--- Problem ---
The records come next. Copy all of them exactly.

--- Records shown ---
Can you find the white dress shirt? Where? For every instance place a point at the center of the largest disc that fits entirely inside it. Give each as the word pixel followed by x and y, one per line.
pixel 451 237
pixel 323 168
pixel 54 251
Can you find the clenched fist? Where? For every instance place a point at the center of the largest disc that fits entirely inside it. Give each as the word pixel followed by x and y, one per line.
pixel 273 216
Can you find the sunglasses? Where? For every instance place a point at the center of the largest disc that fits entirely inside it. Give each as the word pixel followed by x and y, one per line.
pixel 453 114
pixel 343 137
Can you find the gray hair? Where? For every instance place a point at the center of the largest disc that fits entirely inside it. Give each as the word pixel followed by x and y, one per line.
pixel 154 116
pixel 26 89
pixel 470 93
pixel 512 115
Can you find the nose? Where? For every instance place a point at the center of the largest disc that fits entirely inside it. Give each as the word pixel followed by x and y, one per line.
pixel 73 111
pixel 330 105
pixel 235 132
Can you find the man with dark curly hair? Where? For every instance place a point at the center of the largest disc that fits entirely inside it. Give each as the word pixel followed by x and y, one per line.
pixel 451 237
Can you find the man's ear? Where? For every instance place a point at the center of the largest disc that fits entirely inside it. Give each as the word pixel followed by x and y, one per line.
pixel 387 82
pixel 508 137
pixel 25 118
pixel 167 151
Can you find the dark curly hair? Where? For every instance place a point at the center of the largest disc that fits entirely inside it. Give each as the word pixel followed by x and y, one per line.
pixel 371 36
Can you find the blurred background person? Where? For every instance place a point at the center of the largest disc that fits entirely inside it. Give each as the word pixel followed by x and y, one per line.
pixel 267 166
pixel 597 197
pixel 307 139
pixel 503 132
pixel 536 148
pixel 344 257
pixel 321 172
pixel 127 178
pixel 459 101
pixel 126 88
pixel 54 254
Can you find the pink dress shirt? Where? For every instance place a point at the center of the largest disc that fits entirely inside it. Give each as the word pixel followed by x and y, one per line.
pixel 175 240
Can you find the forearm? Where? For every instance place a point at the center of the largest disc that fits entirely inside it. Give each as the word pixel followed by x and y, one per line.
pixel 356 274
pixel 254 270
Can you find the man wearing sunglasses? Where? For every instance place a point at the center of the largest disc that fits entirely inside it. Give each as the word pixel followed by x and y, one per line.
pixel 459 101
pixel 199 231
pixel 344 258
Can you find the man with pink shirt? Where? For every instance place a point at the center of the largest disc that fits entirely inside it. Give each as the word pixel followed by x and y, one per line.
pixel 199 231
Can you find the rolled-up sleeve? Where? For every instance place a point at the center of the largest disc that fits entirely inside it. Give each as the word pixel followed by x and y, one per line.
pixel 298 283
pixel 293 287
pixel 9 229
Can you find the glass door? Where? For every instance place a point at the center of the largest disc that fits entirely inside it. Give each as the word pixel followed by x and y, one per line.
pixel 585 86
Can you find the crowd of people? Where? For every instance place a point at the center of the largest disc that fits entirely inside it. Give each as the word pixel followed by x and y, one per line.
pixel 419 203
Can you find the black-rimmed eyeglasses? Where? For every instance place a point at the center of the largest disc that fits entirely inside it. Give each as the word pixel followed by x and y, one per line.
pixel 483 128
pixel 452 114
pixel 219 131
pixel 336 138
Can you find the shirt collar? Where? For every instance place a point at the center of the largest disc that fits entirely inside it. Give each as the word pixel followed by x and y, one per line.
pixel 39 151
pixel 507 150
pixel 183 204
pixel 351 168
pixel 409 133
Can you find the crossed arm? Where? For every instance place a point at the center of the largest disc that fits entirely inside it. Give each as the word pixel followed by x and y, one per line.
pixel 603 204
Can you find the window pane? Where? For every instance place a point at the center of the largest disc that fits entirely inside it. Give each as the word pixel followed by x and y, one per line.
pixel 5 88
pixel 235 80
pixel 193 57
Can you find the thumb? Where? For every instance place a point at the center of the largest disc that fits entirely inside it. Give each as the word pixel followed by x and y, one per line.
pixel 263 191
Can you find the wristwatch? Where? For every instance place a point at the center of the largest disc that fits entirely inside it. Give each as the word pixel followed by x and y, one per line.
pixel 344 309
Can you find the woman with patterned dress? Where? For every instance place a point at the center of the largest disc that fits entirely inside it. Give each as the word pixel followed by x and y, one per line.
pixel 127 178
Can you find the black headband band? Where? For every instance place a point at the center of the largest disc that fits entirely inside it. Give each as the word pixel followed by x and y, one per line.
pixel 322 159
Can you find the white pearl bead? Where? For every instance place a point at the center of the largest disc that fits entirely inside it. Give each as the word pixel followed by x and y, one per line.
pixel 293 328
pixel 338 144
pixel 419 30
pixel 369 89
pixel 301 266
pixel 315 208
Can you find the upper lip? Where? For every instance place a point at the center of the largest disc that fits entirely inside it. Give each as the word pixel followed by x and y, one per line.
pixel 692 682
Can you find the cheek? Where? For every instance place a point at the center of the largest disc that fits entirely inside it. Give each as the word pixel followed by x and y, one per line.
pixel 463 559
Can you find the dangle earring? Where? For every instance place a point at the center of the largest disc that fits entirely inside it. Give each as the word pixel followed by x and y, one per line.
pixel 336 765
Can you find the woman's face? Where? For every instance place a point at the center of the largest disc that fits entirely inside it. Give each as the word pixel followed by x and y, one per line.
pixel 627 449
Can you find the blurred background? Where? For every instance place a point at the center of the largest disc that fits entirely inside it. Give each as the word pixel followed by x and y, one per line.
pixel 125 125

--- Answer area ---
Can you find the white dress shirt? Where? For every instance place a point at the center of the largest disc that fits entirely inside it. Give each as the word pixel followed by x and y, one per line.
pixel 451 237
pixel 323 168
pixel 54 251
Can you find the clenched fist? Where? For every instance place a point at the center of the largest disc that fits entirely inside it. Give each as the word pixel followed by x and y, one per line.
pixel 273 216
Can you find the sunglasses? Where? For every instance place a point at the center of the largest disc that fits entirely inside it. Give each as the word pixel followed by x and y, one per line.
pixel 453 114
pixel 343 137
Can you find the gray hair? Where? For every instance place a point at the center of the largest disc that fits entirely inside it. Give each as the word pixel followed by x and y, one per line.
pixel 154 116
pixel 26 89
pixel 470 93
pixel 512 115
Can you find the nose? Where? For every instance place a point at the center of the largest disc that fits entirely inside it. Give each as the word pixel followed by x and y, one per line.
pixel 73 111
pixel 330 105
pixel 235 132
Can you find the man with dark curly hair? Where? For every instance place a point at the center of the largest disc that fits entirely inside it. Give each as the word pixel followed by x and y, one per line.
pixel 451 237
Can you find the man's ear? Where? For every instance place a point at the center of the largest disc that fits entirely inside it. Give each as the word pixel followed by x and y, one per line.
pixel 387 82
pixel 508 137
pixel 25 118
pixel 167 151
Can you find the dark curly hair? Where? For every instance place a point at the center of the largest disc that fits entirely inside it. Give each as the word pixel followed by x and y, one per line.
pixel 371 36
Can you find the blurred background person? Where? For every instance place a point at the center of the largest disc that fits entirely inside it. Give each as the word pixel followed by x and y, one per line.
pixel 267 166
pixel 597 197
pixel 307 139
pixel 503 132
pixel 536 148
pixel 344 257
pixel 321 172
pixel 127 178
pixel 459 101
pixel 126 88
pixel 54 254
Can you find the pink dress shirt? Where? For every instance place a point at the center of the largest disc that fits entirely inside it. Give each as the word pixel followed by x and y, one per line.
pixel 175 240
Can you find the forearm? Where? For every instance place a point at the center of the largest disc that fits entirely inside it. Give each as the word pixel followed by x and y, one per line.
pixel 356 274
pixel 254 270
Can you find the man wearing sunglasses? Where? For every instance place a point at the center of the largest disc that fits entirely inside it. Give each as the word pixel followed by x and y, one per line.
pixel 459 101
pixel 199 231
pixel 344 258
Can you find the man with pink shirt? Where? For every instance place a point at the center of the largest disc that fits entirely inside it. Give each as the word pixel followed by x and y, one per line.
pixel 199 231
Can you find the rolled-up sleeve? Where? For every instance place a point at the center of the largest disc that fits entirely inside it. Give each as the word pixel followed by x and y, one per line.
pixel 298 283
pixel 293 287
pixel 9 229
Can you find the glass door? Where? For every instance place a point at the center of the largest disc that fits entirely inside it. Give each as the word pixel followed by x and y, one per line.
pixel 585 86
Can you find the crowd of people? Where? For every instance place a point at the center of the largest disc that fits entirely inside it. Give each as the word pixel followed by x and y, one per line.
pixel 419 203
Can you find the black-rimmed eyeglasses? Where? For every instance place a point at the center of the largest disc that fits entirely inside it. Give each as the word pixel followed by x and y, one per line.
pixel 483 128
pixel 452 114
pixel 219 131
pixel 336 138
Can you find the shirt collar? Where? For every instance place a point at the center of the largest disc that fits entirely inside it. Give each as the word pixel followed by x and y, one per line.
pixel 39 151
pixel 507 150
pixel 183 204
pixel 351 168
pixel 409 133
Can you find the crossed arm? Where? For every instance place a point at the center of the largest disc that fits entirely inside it. Give each as the word pixel followed by x and y, one per line.
pixel 603 204
Can you find the window pane? Where? For every instance place a point at the center of the largest disc that fits entirely inside it. Give each as the word pixel followed by x and y, one per line.
pixel 5 88
pixel 235 80
pixel 193 57
Can you find the thumb? Where? For every instance place a point at the center of the largest disc that fits entirely inside it. Give each as the word pixel followed by x and y, one per line.
pixel 263 191
Can you find the wristwatch? Where? For every instance place a point at the center of the largest disc that fits entirely inside it. Give each as the word pixel followed by x and y, one per line.
pixel 344 309
Can you find the woman with patterned dress? Where? For every instance place a point at the center of the largest disc that fits entirely inside it. Give each as the word pixel followed by x and y, one per line.
pixel 127 178
Can you find the black headband band? Where? For every instance place a point at the center of the largest disc that fits entirely inside it. Give each as the word pixel followed by x and y, one per line.
pixel 322 159
Can you find the white pearl bead? Where? For every instance place a point at the center of the largest disc that fits entirely inside it. Give each as the word pixel followed by x and y, one per line.
pixel 293 328
pixel 338 144
pixel 419 30
pixel 369 89
pixel 301 266
pixel 315 208
Can you find the upper lip? Where? For every instance place a point at the center of the largest disc that fits entirely inside it. Give each as the word pixel followed by x and y, one per line.
pixel 692 682
Can you find the cheek? Where? For every instance place a point at the center of the largest disc that fits entirely inside it. Give each as the word pixel followed by x and y, one per line.
pixel 463 559
Can you find the dangle earring? Where? For every instance place a point at the center of the largest disc that fits entirely inside it. Give each as the word pixel followed by x and y, one per line.
pixel 336 765
Can you find the woman's face? Where? For every instance place a point at the center of the largest disc that fits entirely inside it. Give each as the word pixel followed by x and y, one per line.
pixel 627 449
Can you find the blurred background? Where? For every instance place a point at the center of the largest disc that fits entirely inside it. Give each as the word pixel followed by x and y, one per line.
pixel 125 125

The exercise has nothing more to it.